● WHAT YOU NEED TO DO
a: List every numbered entry in the arms-category list below that contains no exception.
b: Using the arms-category list below, give one short answer on each line:
(i) What is the minimum calibre for the other rifled shoulder fire-arms in entry 2?
(ii) What two conditions must component parts meet to fall under heading B?
(iii) In what states are aircraft covered?
c: Write the next part of the arms-category list below, starting after its final entry.

2. Fire-arms designed, intended or adapted for non-military purposes, such as sport or personal defense, that will fire cartridges that can be fired from fire-arms in Category 1; other rifled fire-arms firing from the shoulder, of a calibre of 6 mm. or above, not included in Category I, with the exception of rifled fire-arms with a "breakdown" action.

3. Ammunition for the arms enumerated in the above two headings, with the exception of ammunition covered by Category I.

4. Swords and lances.

B.-Component parts, completely finished, of the articles covered by A above, if capable of being utilized only in the assembly or repair of the said articles, or as spare parts.


1. Vessels of war of all kinds.

2. Arms, ammunition and implements of war mounted on board vessels of war and forming part of their normal armament.


1. Aircraft, assembled or dismantled. 2. Aircraft engines.

● EXERCISE DATA
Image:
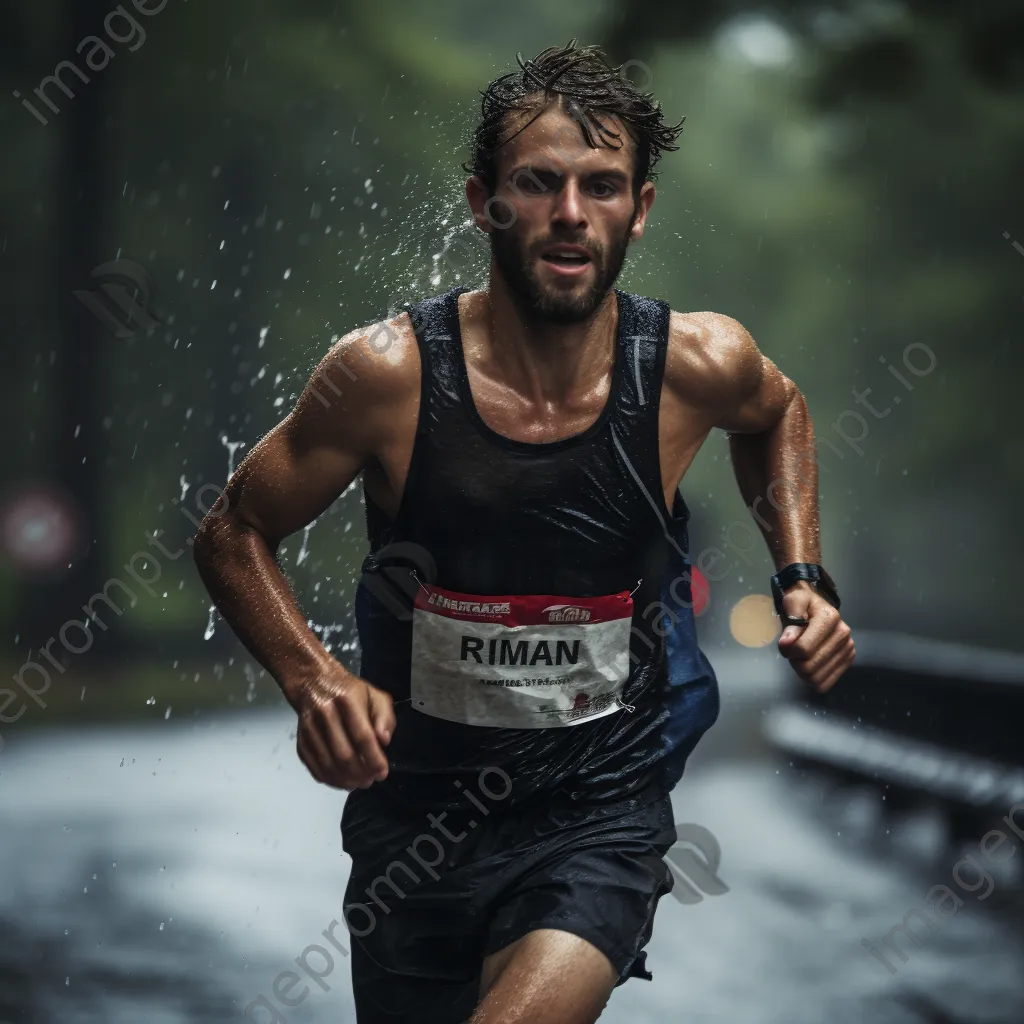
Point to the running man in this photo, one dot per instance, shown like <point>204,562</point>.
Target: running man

● SOLVED TASKS
a:
- Swords and lances.
- Vessels of war of all kinds.
- Arms, ammunition and implements of war mounted on board vessels of war and forming part of their normal armament.
- Aircraft, assembled or dismantled.
- Aircraft engines.

b:
(i) 6 mm.
(ii) They must be completely finished, and they must be usable only in the assembly or repair of the articles covered by A, or as spare parts.
(iii) Assembled or dismantled.

c:
1. Gunpowder and explosives, except common black gunpowder.

2. Arms and ammunition other than those covered by Categories I and II, such as pistols and revolvers of all models, rifled weapons with a “break-down" action, other rifled fire-arms of a calibre of less than 6 mm. designed for firing from the shoulder, smooth-bore shot-guns, guns with more than one barrel of which at least one barrel is smooth-bore, fire-arms firing rimfire ammunition, muzzleloading fire-arms.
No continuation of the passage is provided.